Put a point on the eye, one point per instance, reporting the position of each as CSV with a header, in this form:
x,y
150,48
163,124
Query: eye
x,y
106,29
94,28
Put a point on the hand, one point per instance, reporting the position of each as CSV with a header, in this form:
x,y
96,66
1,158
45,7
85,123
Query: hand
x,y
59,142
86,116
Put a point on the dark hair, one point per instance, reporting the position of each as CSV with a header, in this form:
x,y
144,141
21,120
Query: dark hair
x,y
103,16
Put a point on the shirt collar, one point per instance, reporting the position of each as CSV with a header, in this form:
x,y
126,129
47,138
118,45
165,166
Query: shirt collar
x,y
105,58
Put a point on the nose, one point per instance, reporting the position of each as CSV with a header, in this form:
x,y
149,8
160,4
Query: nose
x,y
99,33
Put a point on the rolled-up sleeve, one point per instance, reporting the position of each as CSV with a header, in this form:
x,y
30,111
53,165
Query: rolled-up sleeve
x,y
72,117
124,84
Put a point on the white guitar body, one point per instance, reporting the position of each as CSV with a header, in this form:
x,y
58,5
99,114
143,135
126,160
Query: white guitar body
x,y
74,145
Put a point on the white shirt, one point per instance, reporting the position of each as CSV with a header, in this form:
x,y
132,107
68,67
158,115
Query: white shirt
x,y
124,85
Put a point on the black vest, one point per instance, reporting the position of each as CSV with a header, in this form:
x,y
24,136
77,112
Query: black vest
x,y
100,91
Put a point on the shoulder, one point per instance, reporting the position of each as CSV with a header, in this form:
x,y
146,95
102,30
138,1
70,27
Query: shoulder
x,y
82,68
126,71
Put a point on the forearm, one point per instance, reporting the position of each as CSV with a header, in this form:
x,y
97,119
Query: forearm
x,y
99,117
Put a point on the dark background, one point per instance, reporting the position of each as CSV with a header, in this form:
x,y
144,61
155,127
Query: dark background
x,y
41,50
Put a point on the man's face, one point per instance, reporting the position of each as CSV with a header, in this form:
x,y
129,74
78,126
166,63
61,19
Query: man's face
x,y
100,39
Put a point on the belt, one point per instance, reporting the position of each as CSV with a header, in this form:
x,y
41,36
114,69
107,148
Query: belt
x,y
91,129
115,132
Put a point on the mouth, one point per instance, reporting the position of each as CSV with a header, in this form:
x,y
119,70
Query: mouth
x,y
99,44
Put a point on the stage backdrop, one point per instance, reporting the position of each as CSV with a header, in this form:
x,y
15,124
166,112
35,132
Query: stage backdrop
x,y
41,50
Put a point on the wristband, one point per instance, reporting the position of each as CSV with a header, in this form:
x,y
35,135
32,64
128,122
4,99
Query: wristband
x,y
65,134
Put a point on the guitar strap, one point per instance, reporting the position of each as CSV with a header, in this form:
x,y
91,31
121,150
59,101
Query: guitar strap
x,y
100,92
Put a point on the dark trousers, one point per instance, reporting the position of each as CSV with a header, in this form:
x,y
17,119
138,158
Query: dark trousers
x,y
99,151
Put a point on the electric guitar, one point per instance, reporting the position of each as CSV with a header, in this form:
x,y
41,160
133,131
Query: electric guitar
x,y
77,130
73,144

____________________

> **Problem to solve**
The entries above must be returned exactly.

> **Response area**
Put a point on the eye, one point per instance, reporting the position of each as CSV with a header, in this form:
x,y
150,48
163,124
Query: eye
x,y
106,29
94,28
Put a point on the hand, one point per instance, reporting the position of each as CSV with a header, in this form:
x,y
96,66
1,158
45,7
85,123
Query: hand
x,y
59,142
86,116
Put a point on the dark hair, one point per instance, reporting the position of each as CSV with a header, in this form:
x,y
144,141
21,120
Query: dark hair
x,y
103,16
Put a point on the shirt collar, one point per instance, reporting the position of each as CSV with a header, in this form:
x,y
126,129
47,138
118,45
165,166
Query: shirt collar
x,y
105,58
Put a point on the nose, one point per instance, reporting the position of each as CSV with a header, in this form:
x,y
149,8
160,4
Query: nose
x,y
99,33
Put a point on the rolled-up sleeve, one point per instance, reporting the position of each as CSV with a header, in this form:
x,y
30,111
53,165
Query: rolled-up sleeve
x,y
72,117
124,84
Put a point on the white guitar body, one point per instance, reporting the position of each as CSV with a header, in this form:
x,y
58,5
99,114
143,135
126,160
Query: white guitar body
x,y
74,145
Put a point on the white shirt, one point per instance, reporting the position of each as CSV with a header, in this form:
x,y
132,107
68,67
158,115
Query: white shirt
x,y
124,85
Put a point on the black vest, one point per instance, reporting the position of each as CSV with a header, in this form:
x,y
24,136
77,112
Query: black vest
x,y
100,91
Put a point on the shoulder, one point per instance, reporting the position of each as CSV with a header, in this form:
x,y
146,95
102,30
138,1
70,27
Query: shoulder
x,y
82,68
126,71
Put a point on the forearm, one point per instance, reporting the position of each as CSV with a header, in this form:
x,y
97,119
Query: forearm
x,y
99,117
Put a point on the dark background, one point per instance, reporting the position of each as CSV with a header, in this form:
x,y
144,61
155,127
Query: dark background
x,y
41,50
Put a point on the man's face, one point per instance, reporting the position of each as CSV with a header, in this form:
x,y
129,74
78,126
166,63
61,19
Query: man's face
x,y
100,39
Put a point on the belt, one point per instance, reporting the position of each as CSV with a header, in this form:
x,y
41,36
114,69
107,148
Query: belt
x,y
91,129
115,132
Put a point on the mouth, one point per instance, reporting the position of each as CSV with a header, in this form:
x,y
119,70
Query: mouth
x,y
99,44
Put a point on the stage backdrop, one point per instance, reporting the position of each as CSV with a header, in this form:
x,y
15,124
166,112
35,132
Query: stage backdrop
x,y
41,50
Put a point on the wristband, one point per instance, reporting the position of each as CSV with a header, in this form:
x,y
35,135
32,64
128,122
4,99
Query: wristband
x,y
65,134
Put a point on the guitar strap, one point per instance, reporting the position of each as CSV with a header, in this form:
x,y
91,31
121,150
59,101
Query: guitar strap
x,y
100,92
Put a point on the dark trousers, one point per instance, reporting the position of each as CSV with a header, in this form:
x,y
17,119
138,158
Query: dark trousers
x,y
99,151
Put a point on the electric guitar, one point per instance, reporting the position of each as CSV with a header, in this form:
x,y
41,160
133,131
Query: electric guitar
x,y
77,130
73,144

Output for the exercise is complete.